[EXTRACTED ENTRIES Boundary: Start]

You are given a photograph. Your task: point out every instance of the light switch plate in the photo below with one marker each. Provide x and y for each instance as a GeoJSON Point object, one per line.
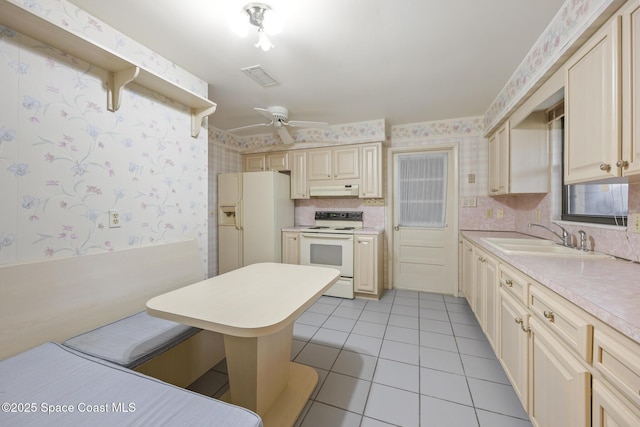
{"type": "Point", "coordinates": [635, 223]}
{"type": "Point", "coordinates": [114, 219]}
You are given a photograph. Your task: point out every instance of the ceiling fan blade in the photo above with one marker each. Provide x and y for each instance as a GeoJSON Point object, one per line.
{"type": "Point", "coordinates": [285, 136]}
{"type": "Point", "coordinates": [259, 125]}
{"type": "Point", "coordinates": [303, 124]}
{"type": "Point", "coordinates": [266, 113]}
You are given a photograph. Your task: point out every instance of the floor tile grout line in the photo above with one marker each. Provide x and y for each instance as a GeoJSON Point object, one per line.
{"type": "Point", "coordinates": [466, 378]}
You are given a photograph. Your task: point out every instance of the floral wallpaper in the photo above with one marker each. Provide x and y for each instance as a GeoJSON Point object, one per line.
{"type": "Point", "coordinates": [66, 162]}
{"type": "Point", "coordinates": [561, 35]}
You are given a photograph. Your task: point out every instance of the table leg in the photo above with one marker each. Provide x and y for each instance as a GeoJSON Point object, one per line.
{"type": "Point", "coordinates": [263, 378]}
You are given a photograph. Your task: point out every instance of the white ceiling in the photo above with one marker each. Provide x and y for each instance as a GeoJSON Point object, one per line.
{"type": "Point", "coordinates": [343, 61]}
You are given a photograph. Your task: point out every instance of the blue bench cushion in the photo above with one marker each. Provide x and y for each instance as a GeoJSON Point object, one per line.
{"type": "Point", "coordinates": [133, 340]}
{"type": "Point", "coordinates": [55, 386]}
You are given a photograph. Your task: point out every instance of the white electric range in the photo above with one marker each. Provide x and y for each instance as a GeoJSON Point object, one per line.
{"type": "Point", "coordinates": [329, 243]}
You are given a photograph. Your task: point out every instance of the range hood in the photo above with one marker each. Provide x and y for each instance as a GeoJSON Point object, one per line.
{"type": "Point", "coordinates": [334, 191]}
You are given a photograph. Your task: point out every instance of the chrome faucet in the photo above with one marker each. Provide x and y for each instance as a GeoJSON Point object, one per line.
{"type": "Point", "coordinates": [565, 237]}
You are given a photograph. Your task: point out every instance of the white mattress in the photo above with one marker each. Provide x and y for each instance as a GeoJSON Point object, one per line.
{"type": "Point", "coordinates": [54, 385]}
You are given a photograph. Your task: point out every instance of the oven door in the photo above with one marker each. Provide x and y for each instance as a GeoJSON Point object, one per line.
{"type": "Point", "coordinates": [328, 250]}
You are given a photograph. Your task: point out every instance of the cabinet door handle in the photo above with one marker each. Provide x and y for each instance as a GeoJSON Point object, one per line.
{"type": "Point", "coordinates": [622, 164]}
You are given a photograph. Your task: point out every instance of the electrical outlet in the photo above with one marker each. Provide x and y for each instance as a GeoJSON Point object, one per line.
{"type": "Point", "coordinates": [469, 202]}
{"type": "Point", "coordinates": [114, 219]}
{"type": "Point", "coordinates": [635, 224]}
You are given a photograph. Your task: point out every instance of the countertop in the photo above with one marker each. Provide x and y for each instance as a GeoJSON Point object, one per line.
{"type": "Point", "coordinates": [364, 230]}
{"type": "Point", "coordinates": [608, 289]}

[EXTRACTED ENTRIES Boundary: End]

▶ _WHAT TO PRODUCE_
Set down every record above exactly as it stands, but skip the pictures.

▶ _ANSWER SPACE_
You are given a photograph. Your task: point out every instance of the light switch plate in the photo below with one marker each. Provide x and y for each instance as a GeoJSON Point object, one per line.
{"type": "Point", "coordinates": [635, 223]}
{"type": "Point", "coordinates": [114, 219]}
You are given a photograph. Your task: point out every instance of the ceiling fan blade in the photo above with one marker each. Provide x and y for each instance as a GeoJSON Point object, one per line.
{"type": "Point", "coordinates": [285, 136]}
{"type": "Point", "coordinates": [259, 125]}
{"type": "Point", "coordinates": [303, 124]}
{"type": "Point", "coordinates": [266, 113]}
You are given a photograph. Your task: point out every instance of the floor tile grout line in the photo above with one marker each. Provide x and y for each instance as a GeoJSON Point object, one per line.
{"type": "Point", "coordinates": [466, 378]}
You are given a photograph. Your task: point out every instance of the floral wallpaper in the photo above with one marker each. Provide x and y for each instance as a GeoJSON Point object, one per line.
{"type": "Point", "coordinates": [66, 162]}
{"type": "Point", "coordinates": [561, 35]}
You are given a photograph. Your task: point out every instance of the table leg in the photo above with one marker each. Provide x and y for each instance as a GeoJSON Point object, one per line.
{"type": "Point", "coordinates": [263, 378]}
You are given a photograph. Your task: point out every instance of the white ceiling in the photo above with one marker each. Provide x and y for each instance as a GeoJSON Point object, one per line.
{"type": "Point", "coordinates": [343, 61]}
You are given a photograph. Your task: point out every instance of the blue bench cushion in the photo above with one marker each. Provide x and y for each instance as a GeoJSON Point object, one per line.
{"type": "Point", "coordinates": [133, 340]}
{"type": "Point", "coordinates": [55, 386]}
You are given a photograph. Your task: point out every instance of the white electric range in the photo above with one marker each. Provide x and y for each instance as a GeoJSON Point object, one per line.
{"type": "Point", "coordinates": [329, 243]}
You are given a photograph. Your task: point out every instance of the range hood in the photo above with one marker each. Provide x and y for each instance as a GeoJSON Point object, one per line.
{"type": "Point", "coordinates": [334, 191]}
You are given a photograph. Your task: point out every instance of the chrome faucet in the photo above with one marker each. Provide x and y for each instance as a GeoJSON Point object, one per line.
{"type": "Point", "coordinates": [565, 237]}
You are given a photograph. Your task: point out every instance of the white mattress in the photo above with one marker each. Provide x and y for each instance as a GeoJSON Point object, one per line.
{"type": "Point", "coordinates": [54, 385]}
You are given a photograph. Your task: point out every instance of the oven door in the photo above with one marker each. Provide x and y for each instance as a GeoJSON Point object, one per line.
{"type": "Point", "coordinates": [328, 250]}
You are given a photograph. Your task: point out every instance of the cabinet door handle in the photo above with one marker each. Provide x and y for each instance as a GeoJSON Point object, one per line.
{"type": "Point", "coordinates": [622, 164]}
You are given a photograph. Your task: point out every instance of the electrical outlet in the photo above with one marker each. Provide x and y for each instance as a GeoJSON Point object, one per line.
{"type": "Point", "coordinates": [469, 202]}
{"type": "Point", "coordinates": [114, 219]}
{"type": "Point", "coordinates": [635, 224]}
You are given a photograph. Your task: point out every instance of the countertop in the photo above with one marker each. Provide x and y for each instance as a GeoJSON Point object, one per line.
{"type": "Point", "coordinates": [364, 230]}
{"type": "Point", "coordinates": [608, 289]}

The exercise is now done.